— START OF The records —
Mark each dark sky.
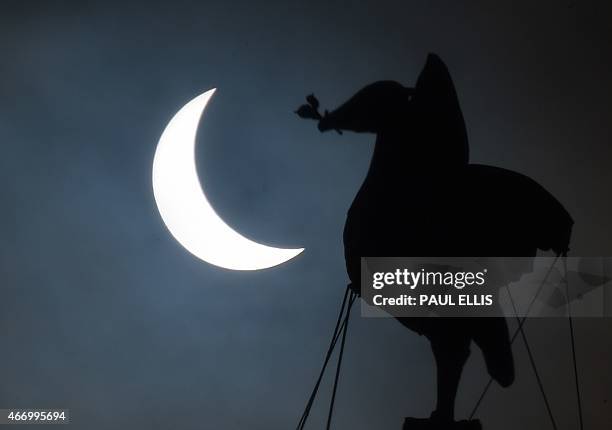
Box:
[0,0,612,430]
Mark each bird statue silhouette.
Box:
[296,54,573,429]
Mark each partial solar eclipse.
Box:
[153,89,304,270]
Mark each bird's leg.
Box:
[431,338,470,422]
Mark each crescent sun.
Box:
[153,89,304,270]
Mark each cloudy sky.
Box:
[0,0,612,430]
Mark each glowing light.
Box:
[153,89,304,270]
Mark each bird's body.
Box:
[298,54,573,423]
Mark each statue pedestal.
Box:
[402,417,482,430]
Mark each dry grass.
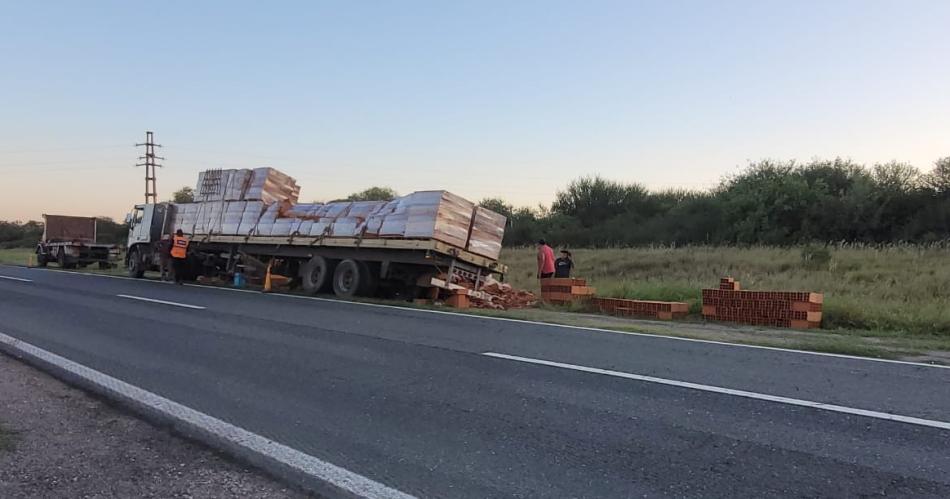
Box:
[502,245,950,336]
[0,248,36,265]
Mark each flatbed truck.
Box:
[35,214,116,269]
[126,203,507,298]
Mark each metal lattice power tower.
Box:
[135,132,165,204]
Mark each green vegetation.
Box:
[0,426,15,451]
[490,157,950,248]
[0,248,36,265]
[502,244,950,336]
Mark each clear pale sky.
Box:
[0,0,950,220]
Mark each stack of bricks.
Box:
[703,277,824,329]
[591,298,689,320]
[541,277,594,305]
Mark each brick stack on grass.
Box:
[703,277,824,329]
[591,297,689,320]
[541,277,594,305]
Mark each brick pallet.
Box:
[703,277,824,329]
[541,277,594,305]
[591,298,689,320]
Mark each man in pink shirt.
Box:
[538,239,554,279]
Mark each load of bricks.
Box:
[541,277,594,305]
[703,277,824,329]
[591,298,689,320]
[472,279,538,310]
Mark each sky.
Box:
[0,0,950,220]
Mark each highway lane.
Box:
[0,267,950,497]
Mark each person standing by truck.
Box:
[538,239,554,279]
[554,250,574,277]
[170,229,190,284]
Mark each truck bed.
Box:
[191,235,508,274]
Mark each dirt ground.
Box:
[0,354,307,499]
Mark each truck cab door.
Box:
[127,204,154,248]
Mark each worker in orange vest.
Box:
[170,229,189,284]
[538,239,554,279]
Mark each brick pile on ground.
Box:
[703,277,824,329]
[541,277,594,305]
[591,297,689,320]
[471,279,538,310]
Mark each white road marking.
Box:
[0,264,950,369]
[0,333,414,499]
[0,275,33,282]
[116,295,205,310]
[482,352,950,430]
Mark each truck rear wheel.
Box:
[56,248,73,269]
[36,250,49,267]
[300,255,335,295]
[333,259,365,298]
[128,249,145,279]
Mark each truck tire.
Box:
[333,259,366,298]
[128,249,145,279]
[300,255,334,295]
[36,250,49,267]
[56,248,69,269]
[356,260,379,296]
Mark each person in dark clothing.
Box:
[554,250,574,277]
[169,229,190,284]
[158,236,172,281]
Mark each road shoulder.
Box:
[0,354,306,498]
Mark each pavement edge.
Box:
[0,333,415,499]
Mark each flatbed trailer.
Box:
[35,214,116,269]
[132,204,507,298]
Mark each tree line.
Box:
[0,156,950,248]
[481,157,950,247]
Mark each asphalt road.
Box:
[0,266,950,498]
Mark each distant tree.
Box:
[478,198,515,220]
[871,161,921,195]
[551,176,642,227]
[172,186,195,203]
[924,156,950,197]
[346,187,399,201]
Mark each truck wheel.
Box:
[129,250,145,279]
[356,261,379,296]
[56,248,69,269]
[300,255,334,295]
[333,260,365,298]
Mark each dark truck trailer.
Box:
[132,203,507,298]
[36,214,116,269]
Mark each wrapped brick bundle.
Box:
[244,168,300,204]
[254,203,280,236]
[468,206,507,260]
[236,201,264,236]
[220,201,247,234]
[402,191,475,248]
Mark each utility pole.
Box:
[135,132,165,204]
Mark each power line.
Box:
[135,132,165,204]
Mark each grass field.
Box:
[0,426,13,451]
[502,246,950,336]
[0,248,36,265]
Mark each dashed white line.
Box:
[116,295,205,310]
[0,275,33,282]
[7,268,950,369]
[482,352,950,430]
[0,333,414,499]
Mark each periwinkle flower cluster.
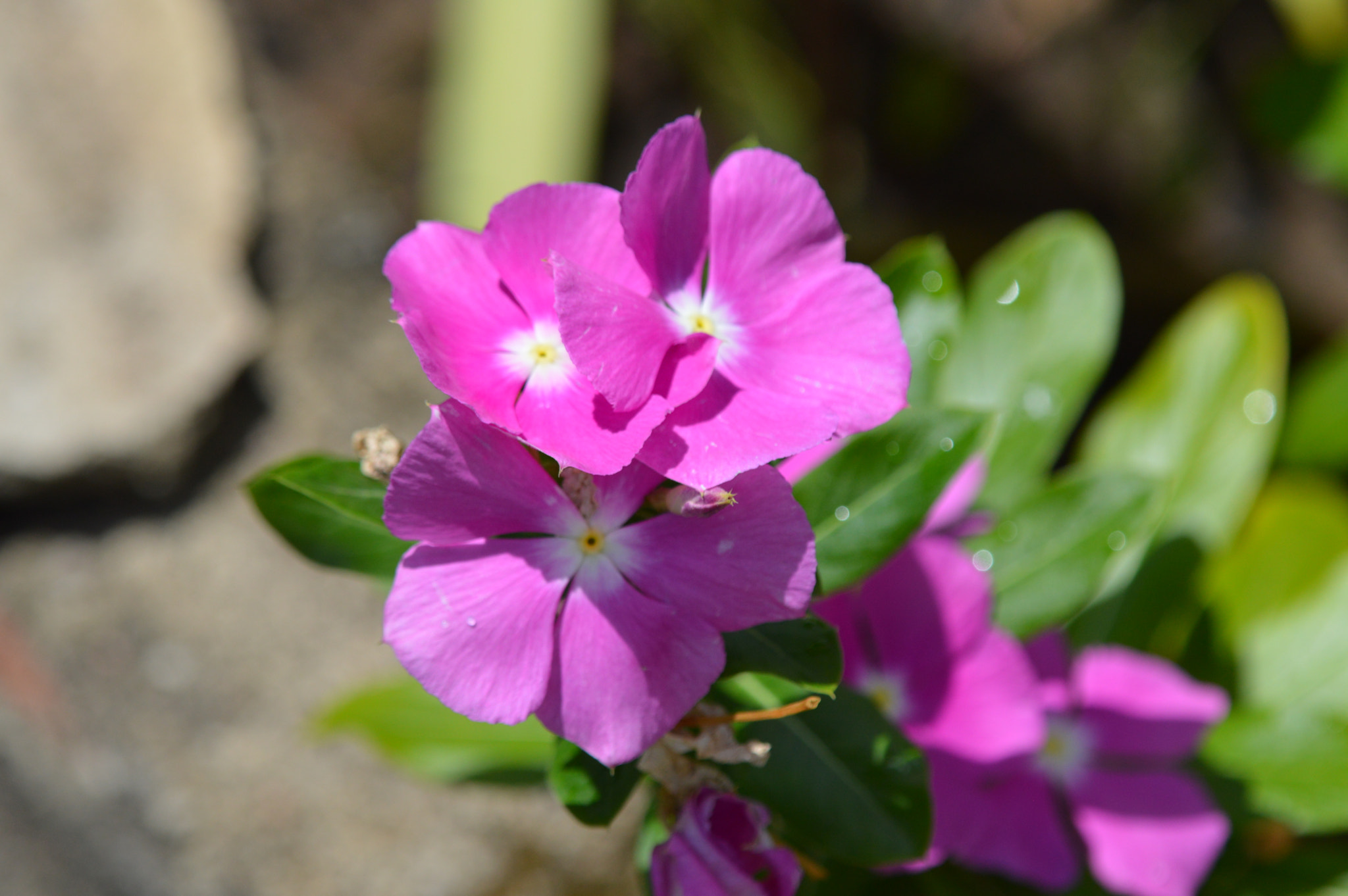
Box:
— END OF The records —
Report how many lines of the listing contain the string "trailer", matching case exactly. Give only the number.

Solution to the problem ▸ 2